[Excerpts of pointing data]

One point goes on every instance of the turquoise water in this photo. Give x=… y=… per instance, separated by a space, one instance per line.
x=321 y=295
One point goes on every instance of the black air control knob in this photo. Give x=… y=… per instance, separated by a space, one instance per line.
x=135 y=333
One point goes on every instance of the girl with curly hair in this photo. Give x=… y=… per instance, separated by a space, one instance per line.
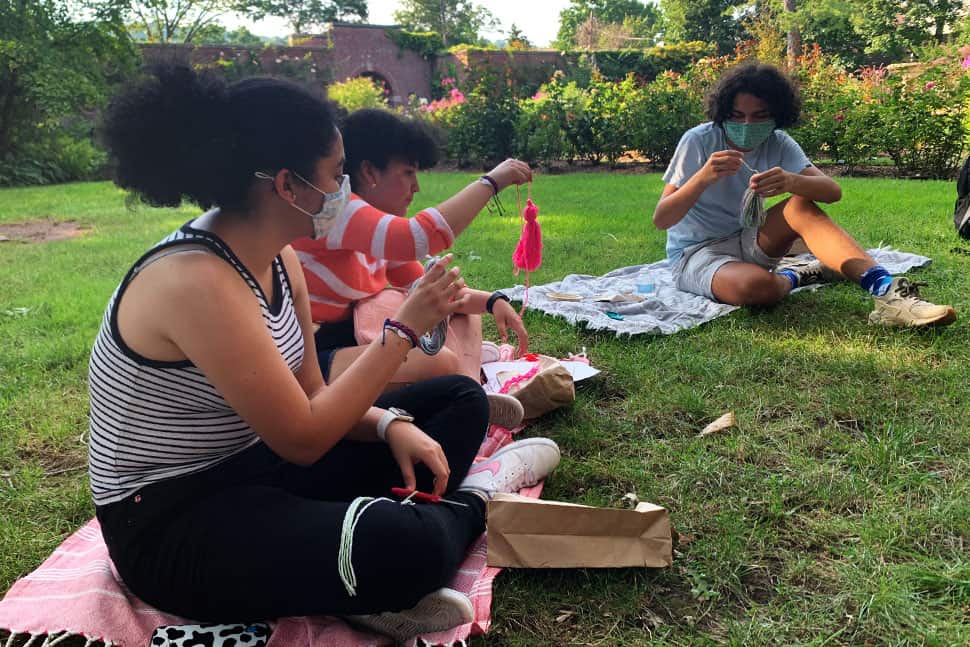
x=722 y=167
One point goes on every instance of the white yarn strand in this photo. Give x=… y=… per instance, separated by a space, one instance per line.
x=345 y=564
x=753 y=213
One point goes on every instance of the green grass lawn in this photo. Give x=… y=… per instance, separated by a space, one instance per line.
x=837 y=512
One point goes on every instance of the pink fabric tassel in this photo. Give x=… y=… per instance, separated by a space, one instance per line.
x=528 y=252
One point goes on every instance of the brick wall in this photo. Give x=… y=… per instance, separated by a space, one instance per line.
x=348 y=50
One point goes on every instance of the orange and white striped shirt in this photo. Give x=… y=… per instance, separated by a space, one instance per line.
x=365 y=250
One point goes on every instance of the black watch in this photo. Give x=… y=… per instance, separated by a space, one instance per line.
x=490 y=304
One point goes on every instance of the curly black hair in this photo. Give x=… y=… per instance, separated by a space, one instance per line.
x=766 y=82
x=178 y=133
x=380 y=136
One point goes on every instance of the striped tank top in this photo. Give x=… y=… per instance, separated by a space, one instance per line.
x=152 y=420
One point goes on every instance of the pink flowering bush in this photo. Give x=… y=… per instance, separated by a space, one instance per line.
x=924 y=117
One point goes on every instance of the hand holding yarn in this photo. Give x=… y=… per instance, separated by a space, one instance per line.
x=509 y=172
x=433 y=298
x=528 y=252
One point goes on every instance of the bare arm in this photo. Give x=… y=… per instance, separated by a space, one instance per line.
x=811 y=183
x=504 y=314
x=676 y=202
x=205 y=293
x=460 y=210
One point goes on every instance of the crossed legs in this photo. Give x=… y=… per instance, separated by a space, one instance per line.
x=743 y=283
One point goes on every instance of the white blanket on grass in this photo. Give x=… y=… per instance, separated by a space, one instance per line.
x=666 y=310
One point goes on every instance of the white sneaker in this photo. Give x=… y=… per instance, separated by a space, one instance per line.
x=517 y=465
x=490 y=352
x=902 y=306
x=504 y=410
x=439 y=610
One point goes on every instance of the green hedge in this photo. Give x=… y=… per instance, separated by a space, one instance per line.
x=917 y=117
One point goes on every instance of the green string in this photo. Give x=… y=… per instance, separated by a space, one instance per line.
x=753 y=212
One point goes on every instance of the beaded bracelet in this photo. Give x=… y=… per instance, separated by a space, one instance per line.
x=490 y=304
x=400 y=330
x=487 y=179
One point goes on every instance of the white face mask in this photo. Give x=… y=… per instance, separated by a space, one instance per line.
x=333 y=204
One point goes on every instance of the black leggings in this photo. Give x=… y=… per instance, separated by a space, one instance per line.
x=256 y=537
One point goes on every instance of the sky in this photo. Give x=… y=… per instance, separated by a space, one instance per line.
x=537 y=19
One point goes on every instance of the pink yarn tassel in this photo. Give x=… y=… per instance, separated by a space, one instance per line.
x=528 y=252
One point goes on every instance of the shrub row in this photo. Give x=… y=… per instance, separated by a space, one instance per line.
x=916 y=116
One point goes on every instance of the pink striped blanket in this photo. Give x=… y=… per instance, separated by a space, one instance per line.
x=78 y=592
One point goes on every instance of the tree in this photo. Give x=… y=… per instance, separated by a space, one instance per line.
x=828 y=23
x=53 y=66
x=166 y=21
x=517 y=40
x=305 y=13
x=218 y=34
x=641 y=19
x=712 y=21
x=794 y=39
x=895 y=29
x=456 y=21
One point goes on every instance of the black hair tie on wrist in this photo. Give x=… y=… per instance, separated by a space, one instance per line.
x=490 y=304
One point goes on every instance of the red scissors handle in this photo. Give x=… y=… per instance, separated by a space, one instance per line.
x=424 y=497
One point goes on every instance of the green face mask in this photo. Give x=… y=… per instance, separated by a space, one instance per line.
x=748 y=135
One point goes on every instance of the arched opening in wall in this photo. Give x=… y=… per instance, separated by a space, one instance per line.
x=382 y=82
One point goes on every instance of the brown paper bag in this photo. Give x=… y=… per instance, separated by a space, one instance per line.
x=533 y=533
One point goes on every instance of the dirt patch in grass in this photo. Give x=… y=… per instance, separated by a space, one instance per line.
x=42 y=230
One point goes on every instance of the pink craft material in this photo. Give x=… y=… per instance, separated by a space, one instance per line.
x=77 y=591
x=528 y=375
x=528 y=252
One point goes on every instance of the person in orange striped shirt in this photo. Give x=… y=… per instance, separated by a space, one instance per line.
x=373 y=243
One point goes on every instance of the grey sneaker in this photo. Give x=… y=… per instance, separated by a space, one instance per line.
x=809 y=272
x=520 y=464
x=902 y=306
x=504 y=410
x=439 y=610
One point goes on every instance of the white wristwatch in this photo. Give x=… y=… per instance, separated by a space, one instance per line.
x=390 y=416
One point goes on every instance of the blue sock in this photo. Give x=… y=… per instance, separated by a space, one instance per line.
x=876 y=280
x=791 y=276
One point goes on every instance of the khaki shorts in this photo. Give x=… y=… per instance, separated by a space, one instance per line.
x=694 y=271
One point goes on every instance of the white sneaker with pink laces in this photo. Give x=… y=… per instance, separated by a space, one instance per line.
x=520 y=464
x=490 y=352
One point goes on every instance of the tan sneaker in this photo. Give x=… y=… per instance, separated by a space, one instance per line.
x=437 y=611
x=902 y=306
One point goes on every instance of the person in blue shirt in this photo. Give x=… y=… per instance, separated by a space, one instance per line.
x=711 y=249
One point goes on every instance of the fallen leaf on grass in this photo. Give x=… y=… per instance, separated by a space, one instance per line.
x=724 y=422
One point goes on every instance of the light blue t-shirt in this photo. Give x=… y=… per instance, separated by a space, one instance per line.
x=717 y=212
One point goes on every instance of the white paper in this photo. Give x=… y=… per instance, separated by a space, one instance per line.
x=579 y=371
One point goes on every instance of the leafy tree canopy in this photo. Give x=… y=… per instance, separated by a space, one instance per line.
x=305 y=14
x=54 y=65
x=457 y=21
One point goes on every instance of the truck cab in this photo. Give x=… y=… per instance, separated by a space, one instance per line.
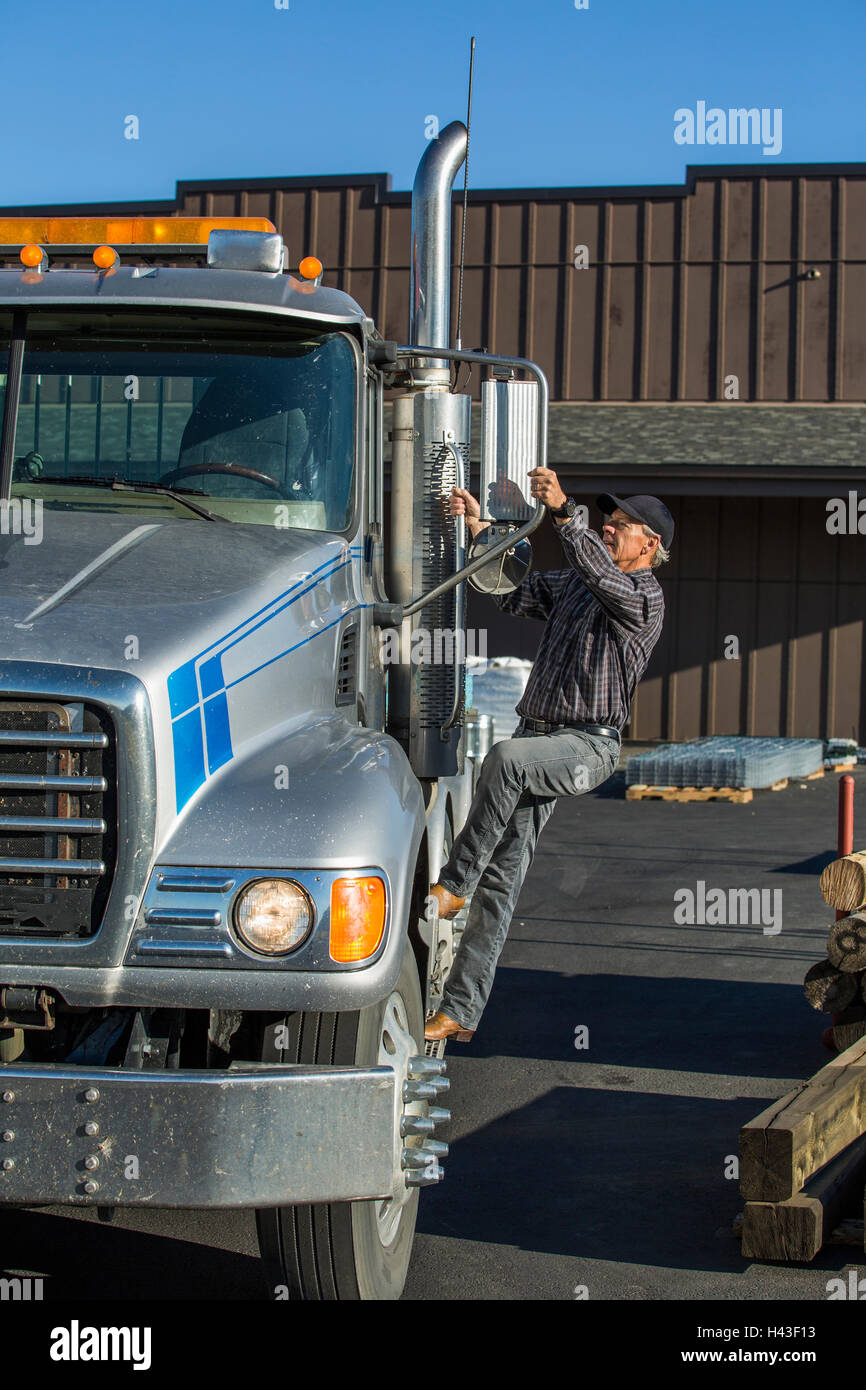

◆ EXERCISE: Copy out all of the data above, switching every "in this photo" to "in this image" and leaving the rest unchanged. Leave the pictures out of your copy.

◆ SOLUTION TO THIS TASK:
One point goes on every instance of the turquoise water in this image. Give x=… y=… per instance, separated by a space, one instance per line.
x=321 y=295
One point goes on every instance of the black air control knob in this image. Give x=… y=… per instance, separated by a space, one instance per line.
x=135 y=333
One point goes on every instance of the girl with curly hair in this image. Give x=… y=… per instance, separated by a space, one instance per line.
x=722 y=167
One point goes on every instance of the white yarn strand in this image. Give x=… y=… per instance, separated by a space, one instance per line.
x=345 y=564
x=753 y=213
One point goes on every instance of the green grass lawn in this image. Give x=… y=… per instance, separated by a space, one instance per line.
x=837 y=512
One point goes on every instance of the pink fabric tassel in this image. Give x=… y=… per instance, separated by a space, one instance per line.
x=528 y=252
One point goes on every instance of the brick wall in this image. Give x=… y=… per instance, separated by a space, one instance per line.
x=348 y=50
One point goes on every instance of the orange and white striped shirt in this image. Give x=… y=… per instance, separated by a space, one instance per line.
x=365 y=250
One point goes on every instance of the black watch in this image. Give x=… y=… per instance, separated by a space, one instance per line.
x=490 y=304
One point goes on every instance of the curly black hair in this image. Give x=… y=… per instance, separated by a space, one instance per line.
x=766 y=82
x=178 y=133
x=380 y=136
One point goes on every instance of the striped tank top in this image. Give x=… y=… per instance, separated by a space, one instance per line.
x=152 y=420
One point goes on every instance of the pink flowering bush in this image. Give x=… y=… per instance, separated by a space, one instance per line.
x=924 y=117
One point goes on every instance of the hand holding yarn in this image. Give x=… y=… per instance, separated by a space, one instance per line.
x=509 y=172
x=433 y=298
x=528 y=252
One point goes on every instance of the bare arm in this image. Give x=… y=… per instance, separated by a space, one instance per line.
x=811 y=183
x=504 y=314
x=676 y=202
x=205 y=293
x=460 y=210
One point goes on every instance of the crossed legs in this image. Give x=… y=… per instance, separated by a space, one instance per line.
x=743 y=283
One point goes on every instance of the white blanket on grass in this image. Give x=… y=… per instance, separated by a space, one instance per line.
x=666 y=310
One point goes on every instance of the white sneaker in this image. Give x=… y=… per instance, separated by a space, one instance per line.
x=517 y=465
x=490 y=352
x=902 y=306
x=504 y=410
x=439 y=610
One point goes on every instance of the green hedge in this image. Give x=… y=… per instance, separated by a space, one instance per line.
x=917 y=117
One point goes on every instance of the green string in this image. Give x=… y=… per instance, separated by a space, one instance per line.
x=753 y=212
One point goes on every instance of the beaded bracelet in this image. Give x=… y=… per instance, separated by a space, one instance per line.
x=490 y=304
x=400 y=330
x=487 y=179
One point goes on every instance of the white face mask in this image. Give x=… y=… per instance, separated by a space, one instance per line.
x=333 y=204
One point goes on every instance of the black leggings in this image. Give x=… y=… per instance, separated by a space, one instance per line.
x=256 y=537
One point goes on every instance of the sky in this image. Give x=… y=… per instance, separated by a space, one instance per line.
x=537 y=19
One point goes on every instance of the pink yarn tassel in this image. Give x=… y=… per instance, separated by a space, one instance per line.
x=528 y=252
One point goes on every instance of the shrub row in this image. Give x=… y=… per instance, separated by a space, one instance per line.
x=916 y=116
One point goes on every instance of the pink striped blanket in this image. Give x=… y=… per instance, separated by a space, one instance per line.
x=78 y=592
One point goes on every instance of the tree in this image. Give x=… y=… per instance, separated by a space, one instance per line.
x=828 y=23
x=53 y=66
x=166 y=21
x=517 y=40
x=305 y=13
x=218 y=34
x=641 y=19
x=712 y=21
x=794 y=39
x=895 y=29
x=456 y=21
One point goes on every instance of the black hair tie on wrist in this image. Give x=… y=… per instance, separated by a space, one instance per line.
x=490 y=304
One point goes on every instance of the red scissors handle in this image. Give x=… y=… per instance, separated by a space, one instance per line.
x=424 y=497
One point goes on every instance of the green face mask in this image. Give x=… y=… per instance, separated by a space, one instance per line.
x=748 y=135
One point goes on every instance of the arched opening in wall in this image. Give x=… y=… per instance, separated by a space, one instance per line.
x=382 y=82
One point goes on every instance of the brown paper bag in this image. Give x=… y=… per instance, separated by a space, one instance per line.
x=533 y=533
One point goes on every instance of the dirt patch in grass in this image. Give x=… y=… per instance, separated by a space, one instance per line.
x=42 y=230
One point goes on every instance of the pink craft material in this image. Give x=… y=… per instance, separated by a space, one instance per line.
x=77 y=591
x=528 y=375
x=528 y=252
One point goes on every instance of the person in orange striped shirt in this image. Give x=… y=… per instance, separated by a space, one instance per line.
x=373 y=243
One point goes on every instance of the grey sneaker in this image. Give x=… y=… per instance, separated by a space, one instance per line.
x=809 y=272
x=520 y=464
x=902 y=306
x=504 y=410
x=439 y=610
One point goes on every instance of the white wristwatch in this image. Give x=… y=… per instance, separated by a space, one instance per line.
x=390 y=416
One point goes on every instance of the blue sock in this image. Give x=… y=… per instance, separated by a space, one instance per line.
x=876 y=280
x=791 y=276
One point goes on every instance of the khaki shorts in this image. Give x=… y=… per instance, separated by a space, one instance per line.
x=694 y=271
One point goes on every instance of the white sneaker with pink laces in this image. Give x=… y=… per instance, separated by a space, one instance per line.
x=520 y=464
x=490 y=352
One point goes on every instance of the tan sneaker in this image. Give x=… y=… per instance, separated by a space, one instance per line.
x=437 y=611
x=902 y=306
One point goes on every instance of the person in blue shirt in this image. Give x=… y=… per instance, separated by a space, one instance per line.
x=711 y=249
One point goes on every instance of the fallen leaf on grass in this image. Give x=… y=… per instance, separated by a space, one instance per line.
x=724 y=422
One point goes on every instance of the light blue t-shirt in this image. Give x=… y=… per instance, separated by a space, one instance per line.
x=717 y=212
One point goes on every instance of the white paper in this image. Give x=… y=… per instance, separated by a space, one instance per line.
x=579 y=371
One point goes on every instance of the leafy tree canopy in this image. Give x=… y=… per instance, separated by a space, one instance per line.
x=305 y=14
x=54 y=65
x=457 y=21
One point goes on every instance of the truck cab in this image. Give x=… y=… per instance, separated by a space, one instance per line.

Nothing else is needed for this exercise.